**Selected extract**.

_ _ _ _ _ _ _

Indoor McB's Flash Seeds Grow: Chaze + Santa

Greetings AFN


Lights:
I run three sections
seedling:64w round flourescent 32w 6500k,32w 2700k
Veg:264w cfl,3X45w cool white,3X23w daylight and 3 X 20w warm white
Flower:400w hps(looking into adding some uvb tubes/cfl's for added resin production)

I have used 48 inch 5.0 uvb tubes for MJ and they worked fantastic - I totally recommend them. ZooMed was also advertising a uvb cfl. When I was getting ready to install uvb (as supplemental lighting for a 1000w HID), I called up the ZooMed company to ask about questions about their cfl's. I had read that only a long tube can be properly manufactured for reliable uvb and that the cfl design is a poor design for uvb. The ZooMedn receptionist put me thru to one of their engineers. In short, the ZooMed engineer was a total dickweed and would not answer my questions. He kept telling me that I was asking about company secrets ("proprietary information") and that he suspected that I was an engineer from a rival company (!). What bullshit - I totally got the feeling that he was trying to hide the fact that the ZooMed cfl design proabaly does not work very well to produce uvb. But having said that, I used two 5.0 tubes to grow photos and they worked great (on three different strains; some much better than others). They caused fantastic terpene production. This year, I am very curious to see what uvb will do to autos and which auto strains will respond best. I have nine autos growing in the house (soil almost identical to yours coincidentally) since late Aug. but I cannot start uvb yet because my wife is not going to tolerate the strong smell they cause. I have to wait a couple months to move the grow to an out buliding before I can apply uvb.

_ _ _ _ _ _ _

**Extracted entries**.

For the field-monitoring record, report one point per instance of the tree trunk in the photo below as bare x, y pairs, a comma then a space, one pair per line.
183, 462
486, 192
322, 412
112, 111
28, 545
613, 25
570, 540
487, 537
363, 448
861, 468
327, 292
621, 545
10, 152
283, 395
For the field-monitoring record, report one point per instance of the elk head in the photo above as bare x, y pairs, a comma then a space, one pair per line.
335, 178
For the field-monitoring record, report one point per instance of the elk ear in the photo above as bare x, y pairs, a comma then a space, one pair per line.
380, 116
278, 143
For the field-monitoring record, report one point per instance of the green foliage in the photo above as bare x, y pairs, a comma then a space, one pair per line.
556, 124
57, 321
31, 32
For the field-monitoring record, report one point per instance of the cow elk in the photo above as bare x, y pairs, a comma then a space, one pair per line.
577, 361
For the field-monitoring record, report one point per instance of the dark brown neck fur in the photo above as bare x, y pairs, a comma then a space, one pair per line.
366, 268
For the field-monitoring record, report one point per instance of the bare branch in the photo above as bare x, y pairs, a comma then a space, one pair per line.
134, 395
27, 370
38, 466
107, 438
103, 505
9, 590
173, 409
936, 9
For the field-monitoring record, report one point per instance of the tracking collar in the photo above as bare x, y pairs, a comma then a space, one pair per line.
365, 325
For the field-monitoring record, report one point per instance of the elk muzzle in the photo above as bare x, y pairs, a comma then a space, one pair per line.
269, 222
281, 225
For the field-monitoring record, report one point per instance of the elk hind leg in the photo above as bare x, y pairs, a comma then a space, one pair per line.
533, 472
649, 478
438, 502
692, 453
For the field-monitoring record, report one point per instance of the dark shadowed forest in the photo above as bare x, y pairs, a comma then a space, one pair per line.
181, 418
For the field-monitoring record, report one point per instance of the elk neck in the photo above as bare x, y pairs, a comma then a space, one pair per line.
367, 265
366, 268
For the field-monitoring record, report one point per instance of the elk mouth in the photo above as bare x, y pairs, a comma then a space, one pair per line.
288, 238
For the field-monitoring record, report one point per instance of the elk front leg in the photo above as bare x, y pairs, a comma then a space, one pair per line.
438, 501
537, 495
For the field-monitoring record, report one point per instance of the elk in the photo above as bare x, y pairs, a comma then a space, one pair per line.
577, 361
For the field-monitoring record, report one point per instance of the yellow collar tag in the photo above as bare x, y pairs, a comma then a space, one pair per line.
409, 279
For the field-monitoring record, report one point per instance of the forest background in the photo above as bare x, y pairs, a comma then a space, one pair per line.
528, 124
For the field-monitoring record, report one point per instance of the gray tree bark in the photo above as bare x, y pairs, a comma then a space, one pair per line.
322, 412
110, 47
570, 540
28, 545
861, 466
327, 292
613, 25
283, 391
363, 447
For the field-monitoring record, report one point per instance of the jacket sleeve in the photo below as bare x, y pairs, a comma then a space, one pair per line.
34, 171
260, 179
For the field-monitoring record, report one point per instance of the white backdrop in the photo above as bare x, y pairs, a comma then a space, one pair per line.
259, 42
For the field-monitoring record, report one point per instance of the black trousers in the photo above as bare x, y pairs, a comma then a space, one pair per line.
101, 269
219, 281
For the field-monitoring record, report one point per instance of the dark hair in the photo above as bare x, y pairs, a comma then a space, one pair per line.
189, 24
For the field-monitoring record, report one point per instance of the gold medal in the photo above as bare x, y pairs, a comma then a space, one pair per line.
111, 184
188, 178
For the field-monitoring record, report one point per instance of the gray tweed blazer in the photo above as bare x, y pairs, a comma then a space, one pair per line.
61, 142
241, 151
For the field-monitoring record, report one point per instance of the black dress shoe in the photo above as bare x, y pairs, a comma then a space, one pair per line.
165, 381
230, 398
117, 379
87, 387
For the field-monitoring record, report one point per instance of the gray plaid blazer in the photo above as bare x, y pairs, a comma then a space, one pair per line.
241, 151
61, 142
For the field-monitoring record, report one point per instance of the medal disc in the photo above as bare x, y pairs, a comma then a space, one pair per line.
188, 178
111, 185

_ _ _ _ _ _ _

**Set problem**.
Decide whether each statement below agrees with the post about grow lights and UVB, answering yes or no and quoting the words of the post that settle it.
(a) The writer has used 48-inch 5.0 UVB tubes and recommends them.
(b) The ZooMed engineer answered the writer's questions about the company's CFLs.
(c) The writer has already begun applying UVB to the autos growing in the house.

**Written reply**.
(a) Yes: "I have used 48 inch 5.0 uvb tubes for MJ and they worked fantastic - I totally recommend them."
(b) No: "would not answer my questions."
(c) No: "I cannot start uvb yet because my wife is not going to tolerate the strong smell they cause."